◆ About this exercise ◆
Without the pictures, give the records again exactly as they appear.

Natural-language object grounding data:
══════════

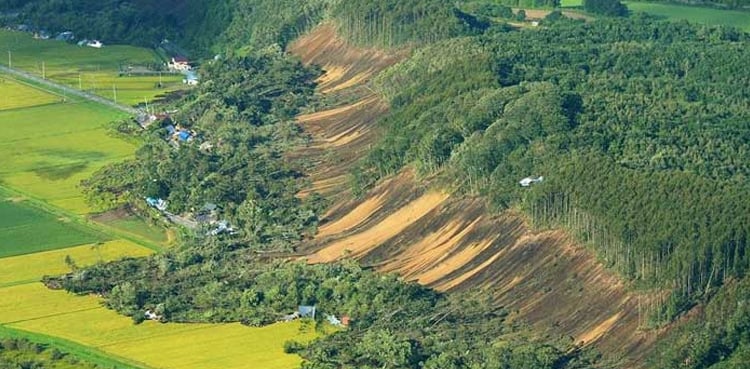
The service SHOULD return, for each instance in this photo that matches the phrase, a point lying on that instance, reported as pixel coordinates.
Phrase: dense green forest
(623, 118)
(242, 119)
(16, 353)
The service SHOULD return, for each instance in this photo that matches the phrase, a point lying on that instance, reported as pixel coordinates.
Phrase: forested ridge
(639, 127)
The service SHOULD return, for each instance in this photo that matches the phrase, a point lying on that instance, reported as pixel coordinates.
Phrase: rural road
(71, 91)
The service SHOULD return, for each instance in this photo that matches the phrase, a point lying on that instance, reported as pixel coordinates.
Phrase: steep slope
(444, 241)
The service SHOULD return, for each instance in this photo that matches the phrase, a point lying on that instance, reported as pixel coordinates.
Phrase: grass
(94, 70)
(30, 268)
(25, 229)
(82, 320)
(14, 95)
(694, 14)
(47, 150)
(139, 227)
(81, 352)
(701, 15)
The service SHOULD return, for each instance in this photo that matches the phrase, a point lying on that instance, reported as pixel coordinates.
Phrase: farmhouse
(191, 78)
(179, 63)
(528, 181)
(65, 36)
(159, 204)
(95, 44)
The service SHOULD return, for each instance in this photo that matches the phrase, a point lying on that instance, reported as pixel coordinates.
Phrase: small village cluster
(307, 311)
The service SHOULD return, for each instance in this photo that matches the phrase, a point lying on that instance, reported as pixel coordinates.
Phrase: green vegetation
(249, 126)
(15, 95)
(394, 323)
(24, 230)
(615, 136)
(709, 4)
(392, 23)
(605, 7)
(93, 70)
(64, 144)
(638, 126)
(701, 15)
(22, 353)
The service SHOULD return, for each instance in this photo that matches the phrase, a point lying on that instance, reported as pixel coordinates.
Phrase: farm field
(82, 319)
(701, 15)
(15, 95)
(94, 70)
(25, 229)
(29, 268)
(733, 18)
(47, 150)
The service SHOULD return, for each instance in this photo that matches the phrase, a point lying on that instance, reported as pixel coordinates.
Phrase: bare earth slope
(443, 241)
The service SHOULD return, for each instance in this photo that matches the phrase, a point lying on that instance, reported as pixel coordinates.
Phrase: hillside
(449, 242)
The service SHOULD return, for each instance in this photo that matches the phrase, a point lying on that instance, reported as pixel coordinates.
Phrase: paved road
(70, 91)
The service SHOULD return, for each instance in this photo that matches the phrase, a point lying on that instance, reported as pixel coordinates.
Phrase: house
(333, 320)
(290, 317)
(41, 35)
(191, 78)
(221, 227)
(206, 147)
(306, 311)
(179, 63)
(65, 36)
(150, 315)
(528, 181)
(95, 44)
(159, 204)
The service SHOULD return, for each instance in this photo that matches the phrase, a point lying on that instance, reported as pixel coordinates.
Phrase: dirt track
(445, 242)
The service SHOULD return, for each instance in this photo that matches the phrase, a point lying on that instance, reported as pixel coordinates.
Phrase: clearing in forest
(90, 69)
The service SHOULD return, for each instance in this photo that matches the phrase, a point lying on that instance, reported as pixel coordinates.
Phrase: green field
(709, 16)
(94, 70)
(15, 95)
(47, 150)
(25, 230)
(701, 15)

══════════

◆ Exercise result ◆
The service SHOULD return, for each instance in this photo that matches the phrase, a point lying on that instance, reported as pixel coordinates.
Phrase: dense green forest
(623, 118)
(242, 119)
(16, 353)
The service SHOULD return, for each instance in this photo that matches the phrase, a point lying on that instance, reported as pixel coordinates.
Phrase: forested ridge
(639, 127)
The service SHOULD return, for each instance in this photo that matches the phrase, a point lying on that instance, reported as pixel coordinates.
Phrase: rural road
(71, 91)
The service SHOULD return, for each instance in this photo that matches the phrase, a point lying on that instance, reported as pixel coordinates.
Phrase: steep slope
(444, 241)
The service SHOULD return, for each instance in this photo that matches the phrase, a point lying on that instance, reported as pixel coordinates.
Phrase: grass
(94, 70)
(30, 268)
(25, 229)
(82, 320)
(14, 95)
(694, 14)
(47, 150)
(139, 227)
(81, 352)
(701, 15)
The service SHOULD return, for each instance in this photo that matches the phrase, a point lying on that instance, reported as pixel coordinates.
Phrase: farmhouse
(191, 78)
(179, 63)
(528, 181)
(65, 36)
(159, 204)
(95, 44)
The service SHOULD return, for each instance in this photo that matches the phrase, a point lying on that instance, reported as pixel coordinates.
Phrase: small village cluster
(307, 311)
The service SHOULD return, for each instance in this photo that matches the phrase, a point lying on that instance, reported as pixel coordinates.
Phrase: green vegetation
(249, 126)
(15, 95)
(394, 323)
(24, 230)
(615, 136)
(709, 4)
(392, 23)
(605, 7)
(93, 70)
(64, 144)
(638, 126)
(701, 15)
(22, 353)
The service SHOULD return, for each instance in this photo that matches the phrase, a point lying on that instance, reported as pixel coordinates.
Phrase: farm field
(82, 319)
(701, 15)
(15, 95)
(94, 70)
(25, 229)
(29, 268)
(733, 18)
(47, 150)
The service SHOULD return, for each instance in this photo that matches the phrase, a point lying on that instance, reported as pixel coordinates.
Phrase: bare earth slope
(443, 241)
The service SHOULD return, for each instance in this photo that matches the phrase, a point lying on that instance, reported as pixel coordinates.
Phrase: hillside
(449, 242)
The service SHOULD return, for each instance in this photo that matches the phrase, a point lying on that instance, reported as pixel coordinates.
Phrase: paved road
(70, 91)
The service SHOULD return, for each instance in this photo that matches the phrase, a point lying on that instance, reported as pixel coordinates.
Phrase: house
(333, 320)
(290, 317)
(41, 35)
(191, 78)
(221, 227)
(206, 147)
(306, 311)
(179, 63)
(65, 36)
(150, 315)
(528, 181)
(95, 44)
(159, 204)
The service SHOULD return, for each instance in this photo that matches the phrase, a point lying on that instance, reported as pixel coordinates.
Phrase: dirt track
(445, 242)
The service SHOULD return, for each instance in this photo that matches the phrase, a point lying on that instance, reported as pixel coordinates.
Phrase: clearing in forest
(90, 69)
The service SHOULD return, for each instance in this photo that matches the phrase, a point lying on that instance, reported as pixel coordinates.
Phrase: green field
(709, 16)
(94, 70)
(15, 95)
(47, 150)
(25, 230)
(701, 15)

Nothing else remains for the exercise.